Aim of the exercise:
Rewrite the data below with "orange eye" switched to "amber eye" everywhere it appears, keeping every other line and word the same. Leave the pictures out.

** Begin **

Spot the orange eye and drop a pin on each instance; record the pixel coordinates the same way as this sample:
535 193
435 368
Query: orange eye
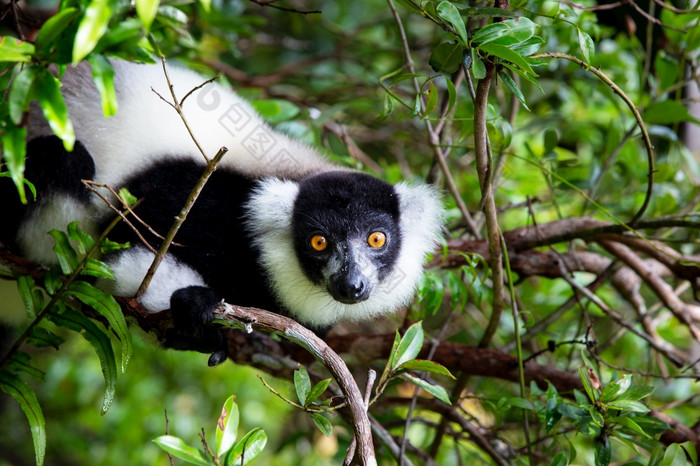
319 243
376 239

** End **

Exercise output:
Spot the amber eye and drop a pin on each instance; record the pixel coordinates the same way as this sample:
535 193
435 368
Query: amber eye
319 243
376 239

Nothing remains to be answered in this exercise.